* _What is being asked_:
Rewrite the lines below with every "target" changed to "object" and nothing else altered, and leave the pictures out of your answer.
########################################
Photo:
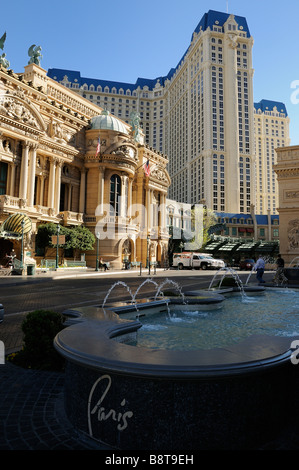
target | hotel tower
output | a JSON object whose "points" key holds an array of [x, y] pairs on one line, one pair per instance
{"points": [[201, 115]]}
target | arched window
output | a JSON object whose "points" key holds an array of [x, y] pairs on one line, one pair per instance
{"points": [[115, 193]]}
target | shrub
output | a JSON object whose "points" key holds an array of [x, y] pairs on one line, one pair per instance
{"points": [[40, 328]]}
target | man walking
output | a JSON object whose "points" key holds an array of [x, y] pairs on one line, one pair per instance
{"points": [[260, 269]]}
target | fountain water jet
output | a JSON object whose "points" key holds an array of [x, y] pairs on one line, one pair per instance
{"points": [[234, 275], [148, 389], [115, 285]]}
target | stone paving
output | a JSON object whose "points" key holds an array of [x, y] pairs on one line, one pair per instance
{"points": [[32, 415]]}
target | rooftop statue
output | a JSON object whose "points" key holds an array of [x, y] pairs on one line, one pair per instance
{"points": [[3, 61], [34, 53]]}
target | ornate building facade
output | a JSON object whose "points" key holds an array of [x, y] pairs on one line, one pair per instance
{"points": [[52, 170]]}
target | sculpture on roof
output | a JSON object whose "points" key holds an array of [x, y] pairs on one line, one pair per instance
{"points": [[3, 61], [135, 120], [34, 53]]}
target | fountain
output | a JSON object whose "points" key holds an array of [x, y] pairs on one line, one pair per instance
{"points": [[144, 398]]}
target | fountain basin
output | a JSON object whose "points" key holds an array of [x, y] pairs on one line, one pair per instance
{"points": [[293, 275], [153, 399]]}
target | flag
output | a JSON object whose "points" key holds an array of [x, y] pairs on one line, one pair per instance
{"points": [[98, 147], [147, 169]]}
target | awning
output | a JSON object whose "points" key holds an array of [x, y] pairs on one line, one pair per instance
{"points": [[12, 226]]}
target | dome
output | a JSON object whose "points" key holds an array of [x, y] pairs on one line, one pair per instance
{"points": [[108, 122]]}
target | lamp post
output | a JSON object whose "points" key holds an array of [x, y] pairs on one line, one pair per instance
{"points": [[97, 259], [57, 254], [22, 246]]}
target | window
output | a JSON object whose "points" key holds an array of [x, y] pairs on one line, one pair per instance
{"points": [[115, 192]]}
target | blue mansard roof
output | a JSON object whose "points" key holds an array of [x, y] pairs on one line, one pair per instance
{"points": [[267, 105], [208, 20]]}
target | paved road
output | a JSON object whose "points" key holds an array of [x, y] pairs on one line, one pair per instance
{"points": [[60, 291]]}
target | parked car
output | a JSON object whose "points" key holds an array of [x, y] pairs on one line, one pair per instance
{"points": [[1, 313], [247, 264]]}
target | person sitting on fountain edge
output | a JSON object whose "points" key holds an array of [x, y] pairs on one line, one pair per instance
{"points": [[260, 269]]}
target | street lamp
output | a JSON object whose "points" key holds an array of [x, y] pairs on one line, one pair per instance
{"points": [[97, 260], [22, 246], [57, 254]]}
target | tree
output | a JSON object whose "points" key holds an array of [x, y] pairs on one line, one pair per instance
{"points": [[208, 218]]}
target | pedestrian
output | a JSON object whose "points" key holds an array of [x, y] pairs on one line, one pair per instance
{"points": [[260, 269], [280, 277]]}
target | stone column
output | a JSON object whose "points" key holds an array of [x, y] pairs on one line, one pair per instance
{"points": [[12, 179], [41, 190], [24, 171], [51, 187], [129, 211], [57, 186], [101, 186]]}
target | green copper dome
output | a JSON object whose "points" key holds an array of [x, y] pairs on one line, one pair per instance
{"points": [[108, 122]]}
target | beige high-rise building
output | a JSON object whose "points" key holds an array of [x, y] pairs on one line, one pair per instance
{"points": [[271, 132], [202, 115]]}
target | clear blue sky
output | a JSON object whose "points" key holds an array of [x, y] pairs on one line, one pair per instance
{"points": [[123, 40]]}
########################################
* _Solution for this exercise_:
Photo:
object | hotel tower
output | a JSON object whose "points" key holds an array of [x, y] pairs on one line, one pair per instance
{"points": [[201, 115]]}
object | arched window
output | a JSON object whose "points" key holds an array of [x, y] pairs on one line, one pair per instance
{"points": [[115, 193]]}
object | shrub
output | a JSON object whose "points" key holds an array of [x, y] pairs on one line, one pair per instance
{"points": [[40, 328]]}
object | man walking
output | a JSON object whose "points" key holds an array of [x, y] pairs on one line, one pair per instance
{"points": [[260, 269]]}
object | fountain water jet
output | a JSON object whose "points" key holds an array of [x, y] pairs on one line, one pair per instance
{"points": [[234, 275], [148, 389], [115, 285]]}
object | stone paving
output | a JSON object whose "points" key holds an array of [x, y] pairs on one line, one pair per instance
{"points": [[32, 415]]}
object | rooftop statue
output | a JSON object whose "points" key holds an array of [x, y] pairs on one line, one pair per instance
{"points": [[3, 61], [34, 53]]}
object | ornate building facade
output | a JSON object whose "points" key holds an array of [x, y] pairs on one line, one pair per instance
{"points": [[52, 170]]}
object | sculpture on roof
output | a JSON object whose "points" key holds an array of [x, y] pairs on one line, one pair per instance
{"points": [[3, 61], [135, 120], [34, 53]]}
object | fountain
output | a JSON object whose "points" key holds an array of [x, y] pairs on one line, one pair per instance
{"points": [[144, 398]]}
object | fountain basin
output | a JSON object whose "points" key holds an array of [x, y] pairs on one line, one pair per instance
{"points": [[293, 275], [153, 399]]}
object | flag
output | a JSON object whose "points" key holds an array of [x, y] pairs on one line, one pair per instance
{"points": [[98, 147], [147, 169]]}
object | awning
output | a JSON object whose "points" key holds an array of [x, y] pairs on one line, one pair per instance
{"points": [[12, 226]]}
object | dome
output | a JSON object whose "points" key holds an array of [x, y] pairs on one line, one pair per instance
{"points": [[108, 122]]}
object | lamp post
output | a JSON object whose "points" key holds an array of [x, y] pairs on one line, one pair per instance
{"points": [[97, 259], [57, 254], [22, 246]]}
object | window
output | a JSON object whose "points" key holds an array of [x, y] pairs on one line, one pair per instance
{"points": [[115, 192]]}
object | blue mansard roof
output | a JSON object whose "points" key holds an array of [x, y] pairs on one line, one pair per instance
{"points": [[267, 105], [208, 20]]}
object | paved road
output | a JSON object whose "points" key holds an array of [x, y] pairs on one line, one pair per instance
{"points": [[60, 291]]}
object | parked car
output | a JSON object whose "points" key holds an array of [x, y] pairs on one line, one pair per instance
{"points": [[1, 313], [247, 264]]}
object | person sitting on fountain edge
output | a JSON object whose "points" key holds an array of [x, y] pairs on one line, one pair per instance
{"points": [[260, 269]]}
object | street lamp
output | a JSON object whose "points" key holds an array of [x, y] pairs on one line, one pair per instance
{"points": [[97, 260], [22, 246], [57, 254]]}
object | tree
output | a JSON object whose "points" key holds an array of [x, y] pairs on one line, one pair per instance
{"points": [[208, 218]]}
object | pedestrian
output | a JSON object whose "points" key holds an array of [x, y] pairs on one line, one pair per instance
{"points": [[260, 269], [280, 277]]}
object | stone column
output | a JSON object whose "points" key holds an array of [x, y] pairs on one line, one pair per instance
{"points": [[12, 179], [41, 190], [24, 171], [51, 187], [129, 211], [57, 186], [101, 186]]}
object | green copper dome
output | a JSON object whose "points" key holds an array of [x, y] pairs on one line, one pair per instance
{"points": [[108, 122]]}
object | beige high-rise building
output | a JSON object whose "points" key holds an array of [x, y] pairs on one line, one pair per instance
{"points": [[271, 132], [202, 115]]}
object | clear blue sky
output | a JSON object whose "points" key holds an array of [x, y] pairs on one line, one pair per instance
{"points": [[123, 40]]}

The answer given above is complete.